#### TEXT PASSAGE
How do I run an update while streaming using pg-query-stream and pg-promise?

I am trying to load 50000 items from the database with text in them, tag them and update the tags
I am using pg-promise and pg-query-stream for this purpoes
I was able to get the streaming part working properly but updating has become problematic with so many update statements

Here is my existing code

const QueryStream = require('pg-query-stream')
const JSONStream = require('JSONStream')

function prepareText(title, content, summary) {
  let description
  if (content && content.length) {
    description = content
  } else if (summary && summary.length) {
    description = summary
  } else {
    description = ''
  }
  return title.toLowerCase() + ' ' + description.toLowerCase()
}

async function tagAll({ db, logger, tagger }) {
  // you can also use pgp.as.format(query, values, options)

#### DATASET ENTRIES
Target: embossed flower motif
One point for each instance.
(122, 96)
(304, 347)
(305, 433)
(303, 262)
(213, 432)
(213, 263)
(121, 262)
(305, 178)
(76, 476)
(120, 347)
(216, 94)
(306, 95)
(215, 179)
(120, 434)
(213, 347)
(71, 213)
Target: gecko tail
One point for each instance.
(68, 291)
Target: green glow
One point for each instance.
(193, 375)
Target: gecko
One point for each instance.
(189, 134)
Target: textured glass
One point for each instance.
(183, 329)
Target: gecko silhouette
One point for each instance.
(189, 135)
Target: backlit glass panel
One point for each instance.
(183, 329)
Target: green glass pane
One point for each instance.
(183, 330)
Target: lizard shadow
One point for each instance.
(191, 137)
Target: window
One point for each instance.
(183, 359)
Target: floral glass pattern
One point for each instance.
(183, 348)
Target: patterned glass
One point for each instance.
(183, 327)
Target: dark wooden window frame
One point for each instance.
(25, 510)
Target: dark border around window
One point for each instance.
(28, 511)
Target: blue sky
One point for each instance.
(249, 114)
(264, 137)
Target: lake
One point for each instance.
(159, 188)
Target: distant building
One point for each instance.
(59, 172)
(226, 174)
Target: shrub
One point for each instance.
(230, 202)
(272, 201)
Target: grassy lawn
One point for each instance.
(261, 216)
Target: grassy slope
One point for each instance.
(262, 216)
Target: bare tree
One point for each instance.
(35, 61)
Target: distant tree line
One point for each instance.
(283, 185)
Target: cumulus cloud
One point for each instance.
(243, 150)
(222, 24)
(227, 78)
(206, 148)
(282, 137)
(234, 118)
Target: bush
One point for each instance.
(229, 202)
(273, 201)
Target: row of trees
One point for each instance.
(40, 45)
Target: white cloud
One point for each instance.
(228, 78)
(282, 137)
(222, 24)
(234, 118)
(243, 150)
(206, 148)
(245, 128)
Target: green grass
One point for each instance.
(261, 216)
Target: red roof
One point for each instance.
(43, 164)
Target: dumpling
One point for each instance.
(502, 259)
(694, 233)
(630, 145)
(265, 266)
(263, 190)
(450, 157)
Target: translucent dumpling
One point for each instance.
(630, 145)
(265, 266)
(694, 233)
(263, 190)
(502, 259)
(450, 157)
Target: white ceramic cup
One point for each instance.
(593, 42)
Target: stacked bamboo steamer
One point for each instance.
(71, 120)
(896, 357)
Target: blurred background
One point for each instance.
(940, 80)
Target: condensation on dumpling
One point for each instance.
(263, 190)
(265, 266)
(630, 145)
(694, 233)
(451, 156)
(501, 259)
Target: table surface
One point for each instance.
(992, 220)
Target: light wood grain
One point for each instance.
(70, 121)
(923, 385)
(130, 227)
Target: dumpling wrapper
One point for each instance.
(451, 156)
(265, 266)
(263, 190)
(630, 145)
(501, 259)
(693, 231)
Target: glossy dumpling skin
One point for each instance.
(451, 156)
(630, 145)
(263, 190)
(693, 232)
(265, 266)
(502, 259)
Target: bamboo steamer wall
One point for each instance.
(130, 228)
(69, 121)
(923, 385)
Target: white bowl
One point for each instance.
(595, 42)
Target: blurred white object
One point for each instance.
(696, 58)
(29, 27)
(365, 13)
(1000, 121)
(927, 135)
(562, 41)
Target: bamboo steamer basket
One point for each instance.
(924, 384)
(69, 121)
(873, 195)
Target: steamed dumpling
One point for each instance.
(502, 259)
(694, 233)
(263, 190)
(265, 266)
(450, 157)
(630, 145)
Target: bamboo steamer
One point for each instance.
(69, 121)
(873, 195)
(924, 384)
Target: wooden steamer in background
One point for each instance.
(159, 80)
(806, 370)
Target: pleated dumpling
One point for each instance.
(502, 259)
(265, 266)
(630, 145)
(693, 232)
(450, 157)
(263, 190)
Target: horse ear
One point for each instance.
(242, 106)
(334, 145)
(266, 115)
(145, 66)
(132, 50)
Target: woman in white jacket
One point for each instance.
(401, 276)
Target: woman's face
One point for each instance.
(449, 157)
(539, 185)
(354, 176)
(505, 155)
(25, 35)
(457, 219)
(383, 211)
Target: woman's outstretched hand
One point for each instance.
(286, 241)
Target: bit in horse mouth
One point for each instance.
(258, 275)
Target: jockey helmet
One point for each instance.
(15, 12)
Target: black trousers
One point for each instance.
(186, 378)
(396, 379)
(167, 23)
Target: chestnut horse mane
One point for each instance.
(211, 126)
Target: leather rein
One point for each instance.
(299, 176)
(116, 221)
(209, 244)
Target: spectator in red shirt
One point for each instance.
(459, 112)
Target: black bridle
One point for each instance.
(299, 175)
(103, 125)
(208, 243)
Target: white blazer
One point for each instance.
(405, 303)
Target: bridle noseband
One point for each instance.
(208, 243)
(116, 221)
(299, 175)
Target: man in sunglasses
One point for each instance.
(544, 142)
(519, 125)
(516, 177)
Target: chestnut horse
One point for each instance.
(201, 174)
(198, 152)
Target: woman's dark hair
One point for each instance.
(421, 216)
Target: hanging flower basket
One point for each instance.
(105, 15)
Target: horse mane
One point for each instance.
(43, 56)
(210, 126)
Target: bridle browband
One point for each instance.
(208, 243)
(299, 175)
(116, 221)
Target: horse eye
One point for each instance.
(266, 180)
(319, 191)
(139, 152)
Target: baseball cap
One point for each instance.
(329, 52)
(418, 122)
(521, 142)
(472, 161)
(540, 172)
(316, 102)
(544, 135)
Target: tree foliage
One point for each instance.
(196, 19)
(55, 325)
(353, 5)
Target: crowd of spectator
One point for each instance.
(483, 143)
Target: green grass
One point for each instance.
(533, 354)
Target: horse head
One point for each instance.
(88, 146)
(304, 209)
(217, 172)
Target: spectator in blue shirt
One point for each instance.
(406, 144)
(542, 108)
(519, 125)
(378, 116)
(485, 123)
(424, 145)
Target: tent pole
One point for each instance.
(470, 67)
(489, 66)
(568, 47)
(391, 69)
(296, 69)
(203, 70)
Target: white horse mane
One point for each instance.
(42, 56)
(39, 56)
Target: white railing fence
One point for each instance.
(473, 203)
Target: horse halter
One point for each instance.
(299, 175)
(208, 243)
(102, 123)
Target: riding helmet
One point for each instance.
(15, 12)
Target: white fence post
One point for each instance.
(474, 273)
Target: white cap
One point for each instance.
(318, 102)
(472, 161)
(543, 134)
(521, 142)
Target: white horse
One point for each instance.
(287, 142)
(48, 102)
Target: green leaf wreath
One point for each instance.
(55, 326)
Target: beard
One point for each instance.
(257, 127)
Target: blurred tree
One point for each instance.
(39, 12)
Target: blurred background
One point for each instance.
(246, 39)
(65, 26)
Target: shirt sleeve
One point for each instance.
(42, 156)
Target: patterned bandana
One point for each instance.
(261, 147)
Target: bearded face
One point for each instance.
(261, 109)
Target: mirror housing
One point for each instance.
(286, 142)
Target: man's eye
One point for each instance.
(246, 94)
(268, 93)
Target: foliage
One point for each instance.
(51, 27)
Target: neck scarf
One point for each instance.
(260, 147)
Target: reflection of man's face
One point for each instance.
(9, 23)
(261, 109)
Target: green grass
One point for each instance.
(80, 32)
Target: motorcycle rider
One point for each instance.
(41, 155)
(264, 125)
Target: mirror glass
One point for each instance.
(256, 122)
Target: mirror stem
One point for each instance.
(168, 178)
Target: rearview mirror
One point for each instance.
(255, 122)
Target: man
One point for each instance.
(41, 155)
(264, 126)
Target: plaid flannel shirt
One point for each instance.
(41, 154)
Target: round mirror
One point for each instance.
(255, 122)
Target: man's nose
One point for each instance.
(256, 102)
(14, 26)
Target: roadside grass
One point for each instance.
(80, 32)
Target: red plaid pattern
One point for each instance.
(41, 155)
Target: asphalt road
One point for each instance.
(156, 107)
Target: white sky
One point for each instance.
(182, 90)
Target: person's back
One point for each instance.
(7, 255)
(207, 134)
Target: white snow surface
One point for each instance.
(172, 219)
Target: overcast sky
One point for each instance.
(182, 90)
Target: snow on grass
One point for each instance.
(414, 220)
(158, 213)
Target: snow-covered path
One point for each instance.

#### SHORT TASK 1
How many lines of the records contain the string "surface"? Reply with the number alone.
#### SHORT TASK 2
Carry on the question about running updates while streaming with pg-query-stream and pg-promise from the point where it ends.

#### RIGHT ANSWER 1
2

#### RIGHT ANSWER 2
  // to format queries properly, via pg-promise;
  const qs = new QueryStream(
    'SELECT feed_item_id,title,summary,content FROM feed_items ORDER BY pubdate DESC, feed_item_id DESC'
  )
  try {
    const result = await db.stream(qs, (s) => {
      // initiate streaming into the console:
      s.pipe(JSONStream.stringify())
      s.on('data', async (item) => {
        try {
          s.pause()
          // eslint-disable-next-line camelcase
          const { feed_item_id, title, summary, content } = item

          // Process text to be tagged
          const text = prepareText(title, summary, content)
          const tags = tagger.tag(text)

          // Update tags per post
          await db.query(
            'UPDATE feed_items SET tags=$1 WHERE feed_item_id=$2',
            // eslint-disable-next-line camelcase
            [tags, feed_item_id]
          )
        } catch (error) {
          logger.error(error)
        } finally {
          s.resume()
        }
      })
    })
    logger.info(
      'Total rows processed:',
      result.processed,
      'Duration in milliseconds:',
      result.duration
    )
  } catch (error) {
    logger.error(error)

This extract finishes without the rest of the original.